** Begin Material to process **
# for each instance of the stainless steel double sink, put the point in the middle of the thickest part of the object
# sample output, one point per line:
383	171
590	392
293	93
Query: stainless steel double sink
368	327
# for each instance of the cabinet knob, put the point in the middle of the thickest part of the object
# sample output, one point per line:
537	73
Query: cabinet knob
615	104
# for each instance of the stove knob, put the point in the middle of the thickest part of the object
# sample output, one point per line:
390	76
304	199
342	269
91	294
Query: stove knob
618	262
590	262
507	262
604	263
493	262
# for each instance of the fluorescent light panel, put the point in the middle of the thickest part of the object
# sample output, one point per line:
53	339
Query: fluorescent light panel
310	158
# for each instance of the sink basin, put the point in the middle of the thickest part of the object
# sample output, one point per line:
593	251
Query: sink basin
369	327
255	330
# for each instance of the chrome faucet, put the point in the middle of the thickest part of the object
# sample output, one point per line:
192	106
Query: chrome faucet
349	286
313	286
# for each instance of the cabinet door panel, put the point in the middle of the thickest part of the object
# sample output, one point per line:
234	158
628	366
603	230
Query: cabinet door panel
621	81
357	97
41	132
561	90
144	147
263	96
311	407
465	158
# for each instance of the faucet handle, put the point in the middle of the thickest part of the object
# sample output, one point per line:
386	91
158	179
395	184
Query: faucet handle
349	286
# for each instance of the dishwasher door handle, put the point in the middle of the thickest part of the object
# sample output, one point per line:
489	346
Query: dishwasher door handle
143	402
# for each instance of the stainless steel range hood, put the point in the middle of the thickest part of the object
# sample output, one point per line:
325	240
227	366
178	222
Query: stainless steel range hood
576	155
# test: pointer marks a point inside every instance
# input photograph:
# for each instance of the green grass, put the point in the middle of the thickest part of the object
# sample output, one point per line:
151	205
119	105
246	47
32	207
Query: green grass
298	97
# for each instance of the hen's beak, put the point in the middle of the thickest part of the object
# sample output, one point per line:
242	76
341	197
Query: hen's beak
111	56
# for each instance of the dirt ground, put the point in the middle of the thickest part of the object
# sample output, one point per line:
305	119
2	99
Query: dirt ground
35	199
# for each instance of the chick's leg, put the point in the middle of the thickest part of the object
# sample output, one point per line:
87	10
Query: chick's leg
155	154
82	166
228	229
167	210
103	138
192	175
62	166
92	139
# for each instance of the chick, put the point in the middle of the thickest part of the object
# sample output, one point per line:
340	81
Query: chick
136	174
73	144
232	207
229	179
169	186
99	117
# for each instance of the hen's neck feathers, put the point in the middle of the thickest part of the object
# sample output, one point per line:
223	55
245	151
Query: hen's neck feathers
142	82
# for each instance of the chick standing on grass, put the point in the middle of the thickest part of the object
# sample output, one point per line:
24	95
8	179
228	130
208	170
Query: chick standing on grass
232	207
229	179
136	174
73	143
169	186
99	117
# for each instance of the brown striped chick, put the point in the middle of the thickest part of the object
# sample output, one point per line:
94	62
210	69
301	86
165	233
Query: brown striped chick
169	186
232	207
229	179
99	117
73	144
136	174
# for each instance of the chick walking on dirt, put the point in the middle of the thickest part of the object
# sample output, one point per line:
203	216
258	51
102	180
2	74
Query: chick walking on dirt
** End Material to process **
# Task:
Print the records above in full, exactly.

# Answer to the problem:
# for each instance of the stainless steel double sink, put the point in the middle of the thickest part of the object
# sample output, one point per line:
383	171
590	392
293	93
Query: stainless steel double sink
368	327
# for each instance of the cabinet knob, put the point in the middle of the thickest part of the object
# sample output, one point per line:
537	73
Query: cabinet knob
615	104
# for each instance of the stove knob, put the point in the middle of the thickest part of the object
# sample output, one point per line:
390	76
304	199
342	269
91	294
Query: stove knob
618	262
590	262
507	262
604	263
493	262
# for each instance of the fluorescent light panel, put the point in the middle of the thickest part of the object
# sample output, one point per line:
53	339
Query: fluorescent light panel
310	158
# for each instance of the sink basin, put the point in the middle of the thickest part of the object
# sample output, one point per line:
593	251
Query: sink basin
369	327
255	330
# for each instance of the chrome faucet, put the point in the middle of the thickest part of the object
# sample output, one point per line:
192	106
Query: chrome faucet
349	286
313	286
# for each instance of the cabinet door panel, put the point in the middle of the thickest part of the object
# sample output, one point per line:
234	158
628	366
603	230
Query: cabinet door panel
621	81
357	97
41	132
561	90
144	147
263	96
311	407
465	158
# for each instance of the faucet handle, put the point in the middle of the thickest part of the object
# sample output, one point per line:
386	91
158	179
395	184
Query: faucet handle
349	286
# for each instance of the dishwasher door handle, put the point in the middle of the thickest part of the object
# sample output, one point per line:
489	346
Query: dishwasher door handle
143	402
# for each instance of the stainless steel range hood, put the point in the middle of the thickest part of the object
# sample output, one point per line:
325	240
227	366
178	222
Query: stainless steel range hood
576	155
# test: pointer marks a point inside every instance
# input photograph:
# for each instance of the green grass, put the point in the middle of the thickest part of the object
# sample output, one point per line:
151	205
119	105
246	47
32	207
Query: green grass
298	97
# for each instance of the hen's beak, put the point in the middle of the thickest part of the object
# sample output, one point per line:
242	76
341	197
Query: hen's beak
111	56
# for each instance of the dirt ground, put the point in the middle of the thickest part of the object
# sample output, one point per line:
305	119
2	99
Query: dirt ground
35	199
# for each instance of the chick's leg, put the point in the middle of the thickest part of the object
# sample output, one point per line:
87	10
Query: chick's leg
155	154
82	166
228	229
167	210
103	138
192	175
62	166
92	139
# for each instance of the chick, put the point in the middle of the thickest part of the object
# sample output, one point per line:
340	81
Query: chick
136	174
73	144
232	207
229	179
169	186
99	117
# for each instance of the hen's neck feathers, put the point in the middle of the thickest part of the object
# sample output, one point per line:
223	55
245	151
Query: hen's neck feathers
142	82
# for each instance of the chick standing on grass, put the point in the middle of the thickest part of the object
# sample output, one point per line:
24	95
8	179
228	130
208	170
Query: chick standing on grass
232	207
229	179
136	174
73	143
169	186
99	117
# for each instance of the brown striped chick, put the point in the middle of the thickest part of the object
# sample output, one point per line:
94	62
210	69
301	86
165	233
Query: brown striped chick
169	186
232	207
229	179
99	117
73	144
136	174
# for each instance of the chick walking on dirt, put the point in the middle of the thickest part of the object
# sample output, one point per line:
203	216
258	51
102	180
2	74
Query: chick walking on dirt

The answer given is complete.